What to do >>
Exactly as they stand, set down all of the records again.
*** Opening of Extracted information ***
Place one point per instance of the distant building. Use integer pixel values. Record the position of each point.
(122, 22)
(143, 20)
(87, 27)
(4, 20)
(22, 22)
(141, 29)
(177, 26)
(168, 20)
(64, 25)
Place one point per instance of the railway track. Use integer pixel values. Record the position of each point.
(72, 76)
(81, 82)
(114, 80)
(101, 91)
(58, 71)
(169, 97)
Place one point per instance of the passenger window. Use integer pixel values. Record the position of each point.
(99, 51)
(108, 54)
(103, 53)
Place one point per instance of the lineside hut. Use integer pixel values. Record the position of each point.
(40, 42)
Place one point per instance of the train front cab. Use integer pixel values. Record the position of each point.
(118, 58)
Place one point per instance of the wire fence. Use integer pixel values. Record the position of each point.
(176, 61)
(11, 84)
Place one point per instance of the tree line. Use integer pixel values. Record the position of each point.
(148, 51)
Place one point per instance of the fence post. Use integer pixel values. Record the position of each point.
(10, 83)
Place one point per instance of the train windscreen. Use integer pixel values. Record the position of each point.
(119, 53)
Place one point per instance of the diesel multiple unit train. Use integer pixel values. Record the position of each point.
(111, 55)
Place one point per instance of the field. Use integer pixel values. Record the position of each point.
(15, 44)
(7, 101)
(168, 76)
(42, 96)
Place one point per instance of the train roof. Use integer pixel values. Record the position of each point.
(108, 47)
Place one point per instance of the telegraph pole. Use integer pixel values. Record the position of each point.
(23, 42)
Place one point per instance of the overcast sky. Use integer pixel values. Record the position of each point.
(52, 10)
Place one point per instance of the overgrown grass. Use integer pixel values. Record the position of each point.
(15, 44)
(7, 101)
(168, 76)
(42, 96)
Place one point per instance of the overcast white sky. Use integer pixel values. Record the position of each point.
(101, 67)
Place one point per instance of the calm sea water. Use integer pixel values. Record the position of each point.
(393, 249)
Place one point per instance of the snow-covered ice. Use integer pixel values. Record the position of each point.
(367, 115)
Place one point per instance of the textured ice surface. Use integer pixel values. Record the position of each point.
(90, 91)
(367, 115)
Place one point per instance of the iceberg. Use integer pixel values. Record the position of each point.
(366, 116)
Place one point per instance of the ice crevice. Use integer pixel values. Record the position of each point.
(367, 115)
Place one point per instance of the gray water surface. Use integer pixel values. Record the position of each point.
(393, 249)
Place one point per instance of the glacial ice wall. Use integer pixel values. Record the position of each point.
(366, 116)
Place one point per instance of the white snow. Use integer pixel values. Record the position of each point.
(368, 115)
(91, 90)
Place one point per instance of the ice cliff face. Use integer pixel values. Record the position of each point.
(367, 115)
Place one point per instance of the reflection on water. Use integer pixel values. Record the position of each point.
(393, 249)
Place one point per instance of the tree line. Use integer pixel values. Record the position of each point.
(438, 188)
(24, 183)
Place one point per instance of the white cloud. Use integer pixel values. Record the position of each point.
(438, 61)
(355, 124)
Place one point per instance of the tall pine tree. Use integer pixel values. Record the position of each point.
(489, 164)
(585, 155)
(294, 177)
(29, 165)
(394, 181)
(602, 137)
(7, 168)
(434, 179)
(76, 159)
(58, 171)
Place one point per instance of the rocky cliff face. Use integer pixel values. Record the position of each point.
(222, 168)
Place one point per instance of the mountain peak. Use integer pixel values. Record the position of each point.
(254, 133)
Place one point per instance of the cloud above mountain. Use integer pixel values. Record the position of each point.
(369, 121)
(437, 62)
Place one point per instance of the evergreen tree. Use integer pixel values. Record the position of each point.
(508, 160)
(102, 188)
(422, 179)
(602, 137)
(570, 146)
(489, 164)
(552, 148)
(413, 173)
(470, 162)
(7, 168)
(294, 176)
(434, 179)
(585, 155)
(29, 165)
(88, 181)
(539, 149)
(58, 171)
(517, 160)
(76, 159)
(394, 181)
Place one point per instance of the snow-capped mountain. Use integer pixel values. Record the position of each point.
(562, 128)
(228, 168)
*** Close of Extracted information ***
Exercise output >>
Place one point per instance of the distant building. Use integer pixel values. Record the position of each point.
(122, 22)
(143, 20)
(87, 27)
(4, 20)
(22, 22)
(141, 29)
(177, 26)
(168, 20)
(64, 25)
Place one point per instance of the railway track. Use integer pixel values. Record the position of each point.
(72, 76)
(81, 82)
(114, 80)
(101, 91)
(58, 71)
(169, 97)
Place one point per instance of the passenger window. Use integer pixel values. Record the position of each point.
(99, 51)
(108, 54)
(103, 53)
Place one point per instance of the lineside hut. Use integer pixel values. Record the position of each point.
(40, 42)
Place one point per instance of the train front cab. Use integer pixel values. Record the position of each point.
(118, 58)
Place one point per instance of the wire fence. Use integer pixel values. Record the position of each point.
(176, 61)
(11, 84)
Place one point per instance of the tree line. Use integer pixel values. Record the position of each point.
(148, 51)
Place one point per instance of the fence post. Use integer pixel values. Record the position of each point.
(10, 83)
Place one point per instance of the train windscreen. Use integer pixel values. Record the position of each point.
(119, 53)
Place one point per instance of the diesel multiple unit train. Use integer pixel values. Record the position of each point.
(111, 55)
Place one point per instance of the field. Use integer pixel values. Record the position of each point.
(15, 44)
(7, 101)
(168, 76)
(42, 96)
Place one point per instance of the train roof. Use integer pixel values. Record the position of each point.
(108, 47)
Place one point per instance of the telegraph pole. Use integer pixel values. Record the position of each point.
(23, 42)
Place one point per instance of the overcast sky. Use integer pixel values. Record the position of each point.
(52, 10)
Place one point per instance of the overgrown grass. Use integer pixel values. Record the position of each point.
(15, 44)
(7, 101)
(168, 76)
(42, 96)
Place one point per instance of the overcast white sky. Use integer pixel values. Record the position of each point.
(101, 67)
Place one point per instance of the calm sea water. Use integer pixel values. Record the position of each point.
(393, 249)
Place one point per instance of the snow-covered ice. Use integer pixel values. Record the position of each point.
(367, 115)
Place one point per instance of the textured ice surface. Use integer pixel values. Record the position of each point.
(90, 91)
(367, 115)
Place one point per instance of the iceberg. Use integer pixel values. Record the position of each point.
(366, 116)
Place one point per instance of the ice crevice. Use integer pixel values. Record the position of each point.
(367, 115)
Place one point per instance of the gray water surface. Use integer pixel values. Record the position of each point.
(393, 249)
Place one point per instance of the glacial ice wall. Use integer pixel values. Record the position of each point.
(366, 116)
Place one point per instance of the white snow. Use integer pixel values. Record the position of each point.
(368, 115)
(91, 90)
Place one point per instance of the ice cliff face. Use integer pixel values. Record the position of each point.
(367, 115)
Place one point per instance of the reflection on water. Use integer pixel values. Record the position of each point.
(393, 249)
Place one point per instance of the tree line. Use integer pixel values. Record the position of each point.
(438, 188)
(24, 183)
Place one point per instance of the white cloud. Use integer pixel values. Record the position of each point.
(438, 61)
(355, 124)
Place one point per instance of the tall pine tree. Use integer pixel values. Record the position of each point.
(489, 164)
(585, 155)
(294, 177)
(29, 165)
(394, 181)
(602, 137)
(7, 168)
(434, 179)
(76, 159)
(58, 171)
Place one point per instance of the rocky cliff face. Use integer pixel values. Record the position of each point.
(222, 168)
Place one point per instance of the mountain peak. Use integer pixel values. Record the position of each point.
(254, 133)
Place one point per instance of the cloud above mountain. Use integer pixel values. Record the position of each point.
(369, 121)
(437, 62)
Place one point per instance of the evergreen tree. Use integer pixel values. Record the position of each point.
(508, 160)
(102, 188)
(422, 179)
(602, 137)
(570, 146)
(489, 164)
(552, 148)
(413, 173)
(470, 162)
(7, 168)
(294, 176)
(434, 179)
(585, 155)
(29, 165)
(88, 181)
(539, 149)
(58, 171)
(517, 160)
(76, 159)
(394, 181)
Place one point per instance of the snow-capped mountain. Use integer pixel values. Record the position of each point.
(562, 128)
(228, 168)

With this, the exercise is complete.